■ FRAGMENTO DE PÁGINA:
******************************

28 de abril de 2013

¡Así es Nuestro Señor!

Evangelio según San Juan 14,7-14.

Si me conocen a mí, también conocerán al Padre. Pero ya lo conocen y lo han visto.»
Felipe le dijo: «Señor, muéstranos al Padre, y eso nos basta.»
Jesús le respondió: «Hace tanto tiempo que estoy con ustedes, ¿y todavía no me conoces, Felipe? El que me ve a mí ve al Padre. ¿Cómo es que dices: Muéstranos al Padre?
¿No crees que yo estoy en el Padre y que el Padre está en mí? Cuando les enseño, esto no viene de mí, sino que el Padre, que permanece en mí, hace sus propias obras.
Yo estoy en el Padre y el Padre está en mí. Créanme en esto; o si no, créanlo por las obras mismas.
En verdad les digo: El que crea en mí hará las mismas obras que yo hago y, como ahora voy al Padre, las hará aún mayores.
Todo lo que pidan en mi Nombre lo haré, de manera que el Padre sea glorificado en su Hijo.
Y también haré lo que me pidan invocando mi Nombre.



COMENTARIO:



  Estos versículos del Evangelio de san Juan son de una intensidad profundísima, ya que en ellos Jesús afirma que Él es la Revelación del Padre: que conocerlo es conocer a Dios.
Cuantas veces he oído a muchos de mis hermanos, ante circunstancias difíciles de la vida, hablar sobre el silencio de Dios; sobre nuestro desconocimiento ante un Ser que parece pasearse por las alturas ajeno al sufrimiento humano. Justamente, el evangelista nos demuestra que no sólo el Padre no se desentiende de nosotros, sino que para salvarnos ha enviado a su Hijo amado para que muera por nosotros. Y ese Hijo, Jesucristo, manifiesta a los hombres que Él es el rostro de Dios. Que toda su vida, guardada en la Escritura Santa para el que quiera conocer, es Revelación del Padre; sus palabras y sus obras, sus silencios y sus sufrimientos, su manera de ser y de obrar. No hay dudas, no podemos seguir esgrimiendo frases sin sentido cuando las respuestas salen de la propia boca de Nuestro Señor: “Quien me ve a Mí, ve al Padre” (Jn. 14,9).


  El problema es que el mensaje del Maestro no es una filosofía de vida, sino un compromiso vital que nos obliga a luchar contra nosotros mismos, contra nuestro egoísmo, para vivir en Cristo renunciando a todo aquello que nos separa de Dios y haciendo nuestro todo aquello que nos acerca a su amor: la entrega a nuestro prójimo.
Significa renunciar a ese “yo” que clama por erigirse en dueño y señor en aras de un “tu” que nos llama a compartir la vida. Significa amar a mis semejantes con ese amor de renuncia y entrega con el que nos amó Jesús de Nazaret.

******************************

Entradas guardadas
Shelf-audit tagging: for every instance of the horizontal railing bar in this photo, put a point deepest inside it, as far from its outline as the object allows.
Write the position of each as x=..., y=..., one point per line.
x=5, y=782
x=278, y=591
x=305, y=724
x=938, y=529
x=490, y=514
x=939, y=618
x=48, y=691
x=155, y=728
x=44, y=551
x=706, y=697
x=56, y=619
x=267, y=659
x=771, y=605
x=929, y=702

******************************

Enumera todos los aspectos de la vida de Jesús que, según el comentario del fragmento sobre el Evangelio de san Juan, son Revelación del Padre. Los registros no cuentan para nada aquí.

■ RESULTADO CORRECTO:
- sus palabras
- sus obras
- sus silencios
- sus sufrimientos
- su manera de ser
- su manera de obrar